[Directions]
Pick up the tutorial text on applying and defining functions below and continue it from its final line.

Labelled and optional parameters are detailed in the Labelled Arguments tutorial.
There are two alternative ways to apply functions.
The Application Operator
The application operator @@
operator.
# sqrt 9.0;;
- : float = 3.
# sqrt @@ 9.0;;
- : float = 3.
The @@
application operator applies an argument (on the right) to a function (on the left). It is useful when chaining several calls, as it avoids writing parentheses, which creates easier-to-read code. Here is an example with and without parentheses:
# int_of_float (sqrt (float_of_int (int_of_string "81")));;
- : int = 9
# int_of_float @@ sqrt @@ float_of_int @@ int_of_string "81";;
- : int = 9
The Pipe Operator
The pipe operator (|>
) also avoids parentheses but in reversed order: function on right, argument on left.
# "81" |> int_of_string |> float_of_int |> sqrt |> int_of_float;;
- : int = 9
This is just like a Unix shell pipe.
Anonymous Functions
Functions don't have to be bound to a name unless they are recursive. Take these examples:
# fun x -> x;;
- : 'a -> 'a = <fun>
# fun x -> x * x;;
- : int -> int = <fun>
# fun s t -> s ^ " " ^ t ;;
- : string -> string-> string = <fun>
# function [] -> None | x :: _ -> Some x;;
- : 'a list -> 'a option = <fun>
Function values not bound to names are called anonymous functions.
In order, here is what they are:
- The identity function, which takes anything and returns it unchanged
- The square function, which takes an integer and returns it squared
- The function that takes two strings and returns their concatenation with a space character in between
- The function that takes a list and either returns
None
, if the list is empty, or returns its first element.
Anonymous functions are often passed as arguments to other functions.
# List.map (fun x -> x * x) [1; 2; 3; 4];;
- : int list = [1; 4; 9; 16]
Defining Global Functions
You can globally bind a function to a name using a global definition.
# let f = fun x -> x * x;;
val f : int -> int = <fun>
The expression, which happens to be a function, is turned into value and bound to a name. Here is another way to do the same thing:
# let g x = x * x;;
val g : int -> int = <fun>
The former explicitly binds the anonymous function to a name. The latter uses a more compact syntax and avoids the fun
keyword and the arrow symbol.
Defining Local Functions
A function may be defined locally.
# let sq x = x * x in sq 7 * sq 7;;
- : int = 2401
# sq;;
Error: Unbound value sq
Calling sq
gets an error because it was only defined locally.
The function sq
is only available inside the sq 7 * sq 7
expression.
Although local functions are often defined inside the function's scope, this is not a requirement.
Closures
This example illustrates a closure using Same-Level Shadowing
# let j = 2 * 3;;
val j : int = 6
# let k x = x * j;;
val k : int -> int = <fun>
# k 7;;
- : int = 42
# let j = 7;;
val j : int = 7
# k 7;; (* What is the result? *)

[Dataset excerpt]

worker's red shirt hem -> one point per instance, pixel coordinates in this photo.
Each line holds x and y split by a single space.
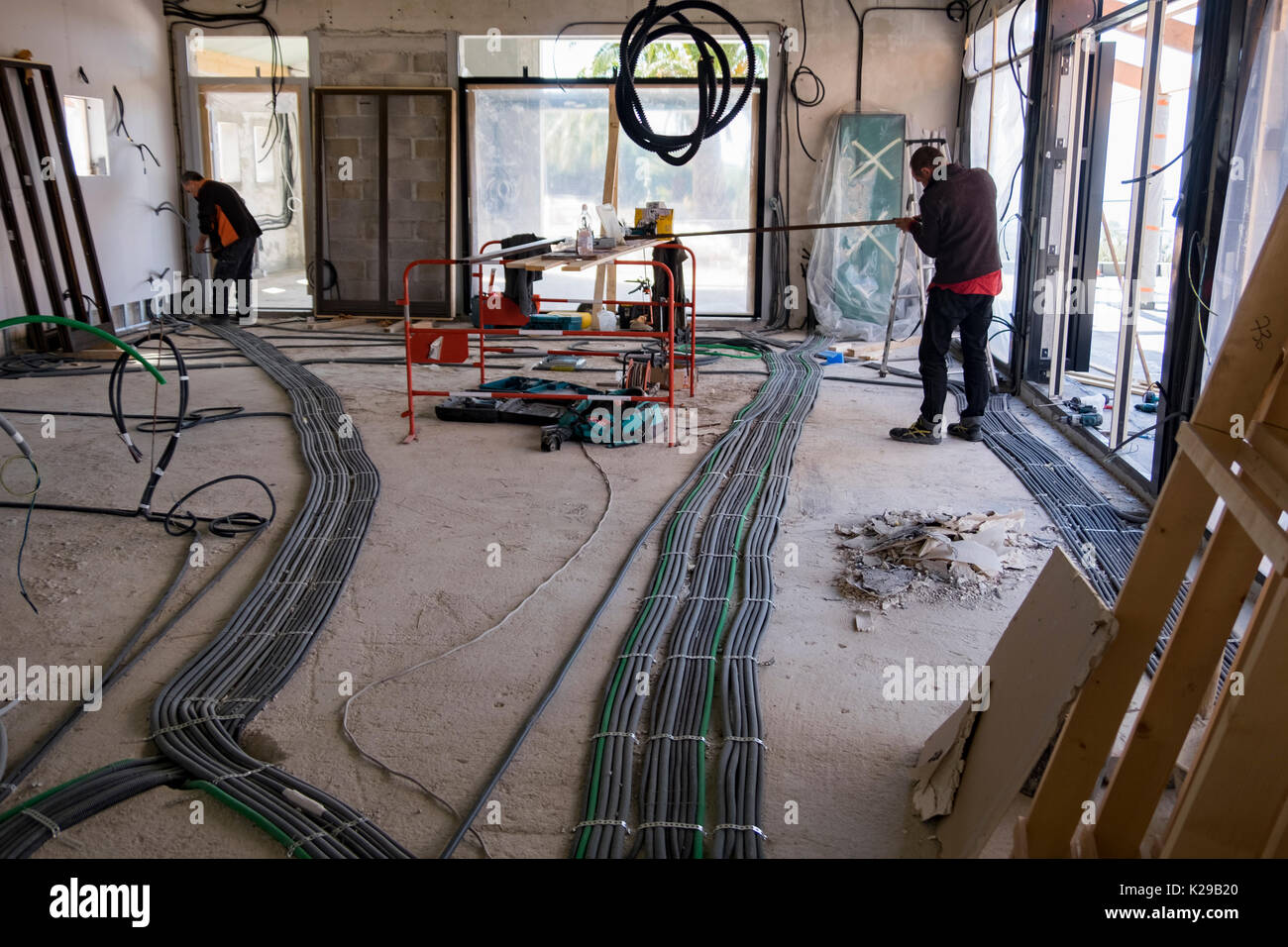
990 285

[Output]
- : int = 42
Here is how this makes sense:
- Constant
j
is defined, and its value is 6. - Function
k
is defined. It has a single parameterx
and returns the value ofx * j
. - Compute
k
of 7, and its value is 42 - Create a new definition
j
, shadowing the first one - Compute
k
of 7 again, the result is the same: 42
Although the new definition of j
shadows the first one, the original remains the one the function k
uses. The k
function's environment captures the first value of j
, so every time you apply k
(even after the second definition of j
), you can be confident the function will behave the same.
However, all future expressions will use the new value of j
(7
), as shown here:
# let m = j * 3;;
val m : int = 21
Partially applying arguments to a function also creates a new closure.
# let max_42 = max 42;;
val max_42 : int -> int = <fun>
Inside the max_42
function, the environment contains an additional binding between the first parameter of max
and the value 42.
Recursive Functions
In order to perform iterated computations, a function may call itself. Such a function is called recursive.
# let rec fibo n =
if n <= 1 then n else fibo (n - 1) + fibo (n - 2);;
val fibo : int -> int = <fun>
# let u = List.init 10 Fun.id;;
val u : int list = [0; 1; 2; 3; 4; 5; 6; 7; 8; 9]
# List.map fibo u;;
- : int list = [0; 1; 1; 2; 3; 5; 8; 13; 21; 34]
This is a classic (and very inefficient) way to compute Fibonacci numbers. The number of recursive calls created doubles at each call, which creates exponential growth.
In OCaml, recursive functions must be defined and explicitly declared by using let rec
. It is not possible to accidentally create a recursive function, and recursive functions can't be anonymous.
Note: List.init
is a standard library function that allows you to create a list by applying a given function to a sequence of integers, and Fun.id
is the identity function, which returns its argument unchanged. We created a list with the numbers 0 - 9 and named it u
. We applied the fibo
function to every element of the list using List.map
.
This version does a better job:
# let rec fib_loop m n i =
if i = 0 then m else fib_loop n (n + m) (i - 1);;
val fib_loop : int -> int -> int -> int = <fun>
# let fib = fib_loop 0 1;;
val fib : int -> int = <fun>
# List.init 10 Fun.id |> List.map fib;;
- : int list = [0; 1; 1; 2; 3; 5; 8; 13; 21; 34]
The first version fib_loop
has two extra parameters: the two previously computed Fibonacci numbers.
The second version fib
uses the first two Fibonacci numbers as initial values. There is nothing to be computed when returning from a recursive call, so this enables the compiler to perform an optimisation called tail call elimination.
Note: Notice that the fib_loop
function has three parameters m n i
but when defining fib
only two arguments were passed 0 1
, using partial application.
Functions with Multiple Parameters
Defining Functions with Multiple Parameters
To define a function with multiple parameters, each must be listed between the name of the function (right after the let
keyword) and the equal sign, separated by space:
# let sweet_cat x y = x ^ " " ^ y;;
val sweet_cat : string -> string -> string = <fun>
# sweet_cat "kitty" "cat";;
- : string = "kitty cat"
Anonymous Functions with Multiple Parameters
We can use anonymous functions to define the same function in a different way:
# let sour_cat = fun x -> fun y -> x ^ " " ^ y;;
val sour_cat : string -> string -> string = <fun>
# sour_cat "kitty" "cat";;
- : string = "kitty cat"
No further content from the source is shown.